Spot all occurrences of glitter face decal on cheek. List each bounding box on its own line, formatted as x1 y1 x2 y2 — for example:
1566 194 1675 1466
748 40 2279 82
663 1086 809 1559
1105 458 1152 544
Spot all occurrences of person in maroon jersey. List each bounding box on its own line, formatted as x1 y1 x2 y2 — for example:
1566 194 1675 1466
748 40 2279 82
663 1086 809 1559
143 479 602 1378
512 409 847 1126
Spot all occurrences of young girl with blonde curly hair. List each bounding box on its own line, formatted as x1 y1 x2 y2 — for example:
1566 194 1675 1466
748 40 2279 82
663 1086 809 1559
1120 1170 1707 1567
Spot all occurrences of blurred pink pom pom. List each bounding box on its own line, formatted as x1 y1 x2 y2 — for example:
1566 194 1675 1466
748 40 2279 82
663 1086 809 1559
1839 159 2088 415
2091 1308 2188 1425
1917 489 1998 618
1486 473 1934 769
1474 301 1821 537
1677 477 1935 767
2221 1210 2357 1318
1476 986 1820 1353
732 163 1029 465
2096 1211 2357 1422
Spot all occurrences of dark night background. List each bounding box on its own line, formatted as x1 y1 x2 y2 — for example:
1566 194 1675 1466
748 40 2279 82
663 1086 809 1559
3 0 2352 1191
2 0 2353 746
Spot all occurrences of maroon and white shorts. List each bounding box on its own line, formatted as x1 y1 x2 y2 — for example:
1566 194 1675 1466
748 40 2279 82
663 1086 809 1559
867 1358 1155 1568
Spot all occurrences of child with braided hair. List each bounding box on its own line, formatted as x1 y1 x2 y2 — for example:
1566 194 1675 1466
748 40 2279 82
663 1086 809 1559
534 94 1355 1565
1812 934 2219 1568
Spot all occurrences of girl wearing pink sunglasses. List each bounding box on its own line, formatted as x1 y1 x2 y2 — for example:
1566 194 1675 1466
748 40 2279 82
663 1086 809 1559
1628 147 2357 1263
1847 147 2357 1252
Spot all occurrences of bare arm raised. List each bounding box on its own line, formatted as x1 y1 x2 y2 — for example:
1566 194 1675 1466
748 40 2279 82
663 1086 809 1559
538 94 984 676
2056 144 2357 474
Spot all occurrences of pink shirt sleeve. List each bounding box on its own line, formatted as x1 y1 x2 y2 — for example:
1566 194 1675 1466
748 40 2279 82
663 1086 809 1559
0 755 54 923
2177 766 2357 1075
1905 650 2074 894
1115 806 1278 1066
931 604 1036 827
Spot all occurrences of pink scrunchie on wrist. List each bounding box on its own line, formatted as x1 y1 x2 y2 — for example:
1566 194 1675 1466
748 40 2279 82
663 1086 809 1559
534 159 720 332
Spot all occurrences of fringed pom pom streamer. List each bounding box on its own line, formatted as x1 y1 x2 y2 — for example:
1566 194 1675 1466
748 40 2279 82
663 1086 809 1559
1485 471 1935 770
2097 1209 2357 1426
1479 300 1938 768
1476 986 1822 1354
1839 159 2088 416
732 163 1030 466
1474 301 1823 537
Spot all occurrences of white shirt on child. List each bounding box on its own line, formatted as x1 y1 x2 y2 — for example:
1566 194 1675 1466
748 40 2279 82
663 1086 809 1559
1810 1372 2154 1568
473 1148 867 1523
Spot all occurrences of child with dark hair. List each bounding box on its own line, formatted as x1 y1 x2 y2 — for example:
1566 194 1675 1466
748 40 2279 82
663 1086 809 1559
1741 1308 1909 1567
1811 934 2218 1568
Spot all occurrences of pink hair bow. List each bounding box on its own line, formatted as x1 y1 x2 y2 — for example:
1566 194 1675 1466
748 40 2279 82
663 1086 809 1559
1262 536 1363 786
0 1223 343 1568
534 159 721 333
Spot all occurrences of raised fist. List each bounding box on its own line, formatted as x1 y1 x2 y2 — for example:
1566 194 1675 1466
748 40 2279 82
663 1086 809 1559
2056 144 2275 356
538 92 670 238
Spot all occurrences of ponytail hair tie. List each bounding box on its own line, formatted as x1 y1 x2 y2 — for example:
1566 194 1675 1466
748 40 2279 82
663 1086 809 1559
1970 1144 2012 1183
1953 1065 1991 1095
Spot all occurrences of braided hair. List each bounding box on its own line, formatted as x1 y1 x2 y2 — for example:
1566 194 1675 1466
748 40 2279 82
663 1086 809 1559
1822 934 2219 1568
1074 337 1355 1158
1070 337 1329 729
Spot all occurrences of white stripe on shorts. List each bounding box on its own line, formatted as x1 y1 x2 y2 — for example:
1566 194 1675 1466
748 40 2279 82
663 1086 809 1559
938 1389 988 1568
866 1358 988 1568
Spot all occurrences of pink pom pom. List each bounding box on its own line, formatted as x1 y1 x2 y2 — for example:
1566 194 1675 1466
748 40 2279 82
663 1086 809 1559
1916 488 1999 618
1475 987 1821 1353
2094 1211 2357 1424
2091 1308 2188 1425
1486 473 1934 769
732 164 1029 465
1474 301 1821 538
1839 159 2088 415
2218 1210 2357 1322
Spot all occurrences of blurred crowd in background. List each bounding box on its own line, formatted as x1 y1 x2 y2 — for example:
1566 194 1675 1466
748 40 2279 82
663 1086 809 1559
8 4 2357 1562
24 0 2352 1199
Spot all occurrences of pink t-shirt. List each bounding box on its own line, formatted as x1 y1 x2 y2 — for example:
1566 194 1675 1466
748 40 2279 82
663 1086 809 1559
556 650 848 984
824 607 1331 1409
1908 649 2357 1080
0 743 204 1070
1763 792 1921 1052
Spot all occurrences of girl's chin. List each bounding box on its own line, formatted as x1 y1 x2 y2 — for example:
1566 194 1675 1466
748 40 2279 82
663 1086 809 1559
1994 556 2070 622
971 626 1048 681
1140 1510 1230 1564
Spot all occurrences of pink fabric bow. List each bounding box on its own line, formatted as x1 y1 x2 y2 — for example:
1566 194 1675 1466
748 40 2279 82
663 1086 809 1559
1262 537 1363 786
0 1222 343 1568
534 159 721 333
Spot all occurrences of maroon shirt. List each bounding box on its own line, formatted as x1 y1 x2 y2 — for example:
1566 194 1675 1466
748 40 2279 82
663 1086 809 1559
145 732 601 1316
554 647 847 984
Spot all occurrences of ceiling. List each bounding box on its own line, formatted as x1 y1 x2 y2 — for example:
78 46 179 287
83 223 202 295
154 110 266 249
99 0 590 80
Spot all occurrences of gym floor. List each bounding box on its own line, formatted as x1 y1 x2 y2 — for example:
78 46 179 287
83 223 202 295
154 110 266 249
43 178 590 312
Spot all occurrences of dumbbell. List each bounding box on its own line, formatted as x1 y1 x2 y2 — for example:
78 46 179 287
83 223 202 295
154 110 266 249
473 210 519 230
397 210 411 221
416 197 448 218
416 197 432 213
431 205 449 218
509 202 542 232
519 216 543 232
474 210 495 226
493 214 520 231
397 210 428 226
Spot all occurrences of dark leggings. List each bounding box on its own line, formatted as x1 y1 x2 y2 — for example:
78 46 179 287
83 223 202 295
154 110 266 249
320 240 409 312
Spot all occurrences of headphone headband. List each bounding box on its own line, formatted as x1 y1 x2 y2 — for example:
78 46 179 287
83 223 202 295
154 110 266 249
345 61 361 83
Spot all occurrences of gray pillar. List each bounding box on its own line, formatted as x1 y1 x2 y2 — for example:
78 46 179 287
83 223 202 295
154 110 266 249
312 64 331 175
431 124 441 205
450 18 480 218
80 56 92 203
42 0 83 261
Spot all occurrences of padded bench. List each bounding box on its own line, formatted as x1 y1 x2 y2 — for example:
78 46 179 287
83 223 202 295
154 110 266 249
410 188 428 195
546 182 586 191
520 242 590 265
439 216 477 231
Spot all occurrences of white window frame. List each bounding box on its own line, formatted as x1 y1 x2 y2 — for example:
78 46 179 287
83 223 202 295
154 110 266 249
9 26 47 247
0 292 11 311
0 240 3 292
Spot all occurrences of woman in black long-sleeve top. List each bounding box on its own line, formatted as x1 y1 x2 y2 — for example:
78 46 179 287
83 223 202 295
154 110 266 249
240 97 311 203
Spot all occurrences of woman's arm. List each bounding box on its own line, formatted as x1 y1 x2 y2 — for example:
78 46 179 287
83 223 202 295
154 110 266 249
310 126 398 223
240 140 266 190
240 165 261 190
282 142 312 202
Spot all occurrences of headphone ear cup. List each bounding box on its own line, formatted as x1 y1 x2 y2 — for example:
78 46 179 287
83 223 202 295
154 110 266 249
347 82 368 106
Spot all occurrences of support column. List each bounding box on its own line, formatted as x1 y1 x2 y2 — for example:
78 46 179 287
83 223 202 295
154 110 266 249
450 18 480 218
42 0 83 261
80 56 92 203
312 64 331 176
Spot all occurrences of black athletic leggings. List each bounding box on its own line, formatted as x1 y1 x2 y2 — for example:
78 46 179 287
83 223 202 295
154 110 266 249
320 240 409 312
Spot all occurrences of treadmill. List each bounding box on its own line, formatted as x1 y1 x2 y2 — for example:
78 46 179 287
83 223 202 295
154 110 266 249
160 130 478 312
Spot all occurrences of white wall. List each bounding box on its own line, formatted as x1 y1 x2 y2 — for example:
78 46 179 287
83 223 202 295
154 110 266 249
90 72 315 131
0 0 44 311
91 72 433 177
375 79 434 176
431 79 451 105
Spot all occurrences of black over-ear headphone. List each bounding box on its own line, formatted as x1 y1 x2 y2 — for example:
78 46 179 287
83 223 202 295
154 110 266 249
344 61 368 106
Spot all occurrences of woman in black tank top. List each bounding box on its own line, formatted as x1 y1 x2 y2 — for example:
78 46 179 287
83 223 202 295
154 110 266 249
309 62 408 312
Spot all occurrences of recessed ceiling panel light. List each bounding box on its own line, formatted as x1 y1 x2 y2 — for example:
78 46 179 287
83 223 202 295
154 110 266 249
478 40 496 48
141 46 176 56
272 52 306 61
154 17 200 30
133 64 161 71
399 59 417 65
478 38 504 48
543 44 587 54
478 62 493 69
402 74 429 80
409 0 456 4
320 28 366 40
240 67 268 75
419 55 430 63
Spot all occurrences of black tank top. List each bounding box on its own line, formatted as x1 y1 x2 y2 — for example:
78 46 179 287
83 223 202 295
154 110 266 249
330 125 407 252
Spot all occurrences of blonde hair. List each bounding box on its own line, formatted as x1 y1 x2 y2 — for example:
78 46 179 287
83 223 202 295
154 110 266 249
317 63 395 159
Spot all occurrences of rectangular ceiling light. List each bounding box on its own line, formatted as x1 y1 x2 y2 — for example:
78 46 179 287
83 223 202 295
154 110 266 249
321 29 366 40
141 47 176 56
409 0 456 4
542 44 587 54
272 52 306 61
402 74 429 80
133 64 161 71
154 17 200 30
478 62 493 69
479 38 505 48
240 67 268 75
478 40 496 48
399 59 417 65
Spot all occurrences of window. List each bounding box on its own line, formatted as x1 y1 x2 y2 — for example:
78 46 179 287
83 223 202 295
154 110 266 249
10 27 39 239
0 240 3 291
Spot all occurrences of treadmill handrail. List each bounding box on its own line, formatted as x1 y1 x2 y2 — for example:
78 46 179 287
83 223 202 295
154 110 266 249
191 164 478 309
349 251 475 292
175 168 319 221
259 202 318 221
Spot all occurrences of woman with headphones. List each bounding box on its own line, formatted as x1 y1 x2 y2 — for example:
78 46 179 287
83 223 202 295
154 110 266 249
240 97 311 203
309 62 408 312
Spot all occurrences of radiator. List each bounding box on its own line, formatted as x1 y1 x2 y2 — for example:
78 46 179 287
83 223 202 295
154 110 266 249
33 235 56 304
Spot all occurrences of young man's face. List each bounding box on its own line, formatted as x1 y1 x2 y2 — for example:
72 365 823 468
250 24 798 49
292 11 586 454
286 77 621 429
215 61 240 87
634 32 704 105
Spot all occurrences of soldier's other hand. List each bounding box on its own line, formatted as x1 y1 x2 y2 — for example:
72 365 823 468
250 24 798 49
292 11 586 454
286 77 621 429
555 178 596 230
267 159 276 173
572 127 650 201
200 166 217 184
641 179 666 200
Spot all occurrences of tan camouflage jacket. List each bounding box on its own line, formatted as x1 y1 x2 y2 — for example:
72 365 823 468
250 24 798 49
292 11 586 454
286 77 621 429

**********

→ PROBLEM STATEMENT
Your task for the entries above: copy exactly the span starting with the line with "Spot all occurrences of radiator." and going on through the line with "Spot all occurrences of young man's", both lines included, and nothing else.

→ EXPECTED OUTPUT
Spot all occurrences of radiator. List each bounding box on its own line, formatted as x1 y1 x2 y2 — for example:
78 46 179 287
83 223 202 295
154 110 266 249
33 235 56 304
Spot all occurrences of young man's face. List each bounding box on its own line, formatted as x1 y1 x2 y2 — for example:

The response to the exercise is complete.